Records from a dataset
--

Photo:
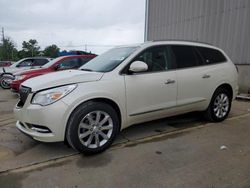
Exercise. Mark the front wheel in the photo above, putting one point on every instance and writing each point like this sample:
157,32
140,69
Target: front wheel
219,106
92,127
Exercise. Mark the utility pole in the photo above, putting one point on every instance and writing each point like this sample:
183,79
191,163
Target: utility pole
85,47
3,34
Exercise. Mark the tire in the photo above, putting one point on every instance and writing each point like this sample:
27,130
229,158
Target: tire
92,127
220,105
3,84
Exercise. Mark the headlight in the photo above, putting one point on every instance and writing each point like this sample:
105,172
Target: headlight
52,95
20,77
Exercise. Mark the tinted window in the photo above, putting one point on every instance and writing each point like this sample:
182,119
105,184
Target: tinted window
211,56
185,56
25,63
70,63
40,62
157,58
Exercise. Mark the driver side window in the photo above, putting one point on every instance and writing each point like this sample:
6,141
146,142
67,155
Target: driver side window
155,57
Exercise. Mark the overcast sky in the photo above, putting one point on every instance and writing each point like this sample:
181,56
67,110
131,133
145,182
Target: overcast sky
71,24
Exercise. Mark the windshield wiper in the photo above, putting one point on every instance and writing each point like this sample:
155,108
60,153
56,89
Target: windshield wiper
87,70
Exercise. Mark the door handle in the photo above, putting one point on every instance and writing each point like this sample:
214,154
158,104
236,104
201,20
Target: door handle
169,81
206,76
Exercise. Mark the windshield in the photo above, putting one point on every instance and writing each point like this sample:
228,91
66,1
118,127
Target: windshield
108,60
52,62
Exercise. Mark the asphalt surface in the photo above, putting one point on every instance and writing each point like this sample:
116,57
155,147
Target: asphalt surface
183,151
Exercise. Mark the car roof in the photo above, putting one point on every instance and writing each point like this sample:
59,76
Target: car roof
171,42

--

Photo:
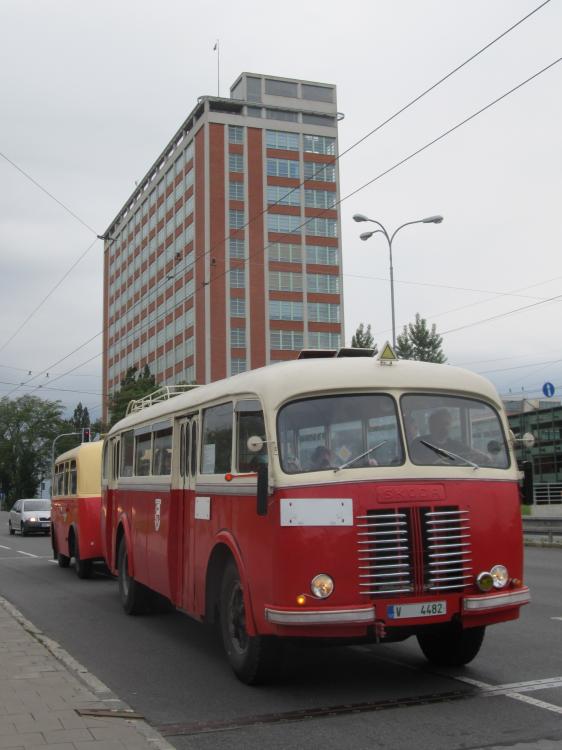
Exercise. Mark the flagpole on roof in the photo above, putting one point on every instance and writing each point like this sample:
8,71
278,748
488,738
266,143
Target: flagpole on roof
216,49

--

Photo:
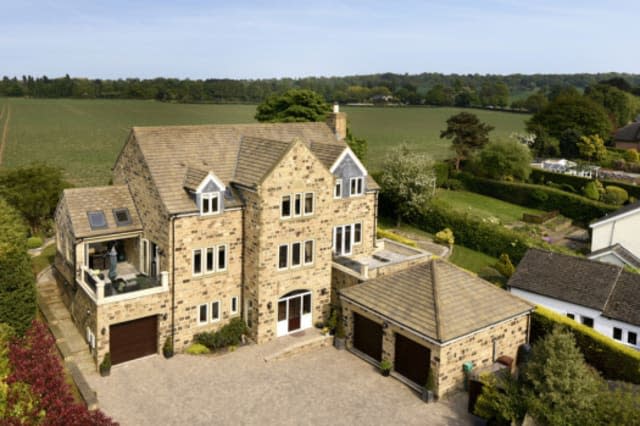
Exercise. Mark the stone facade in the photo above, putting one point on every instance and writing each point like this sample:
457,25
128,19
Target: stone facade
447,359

--

**Your objective**
Pull out each line in the items above that contains the string "stone", matching uppercase and lowercase exactly.

**Answer for this exercise**
Exercise. Mark the stone facade in the photo above, putting one point on every instance and writing each point like this sample:
Target: stone facade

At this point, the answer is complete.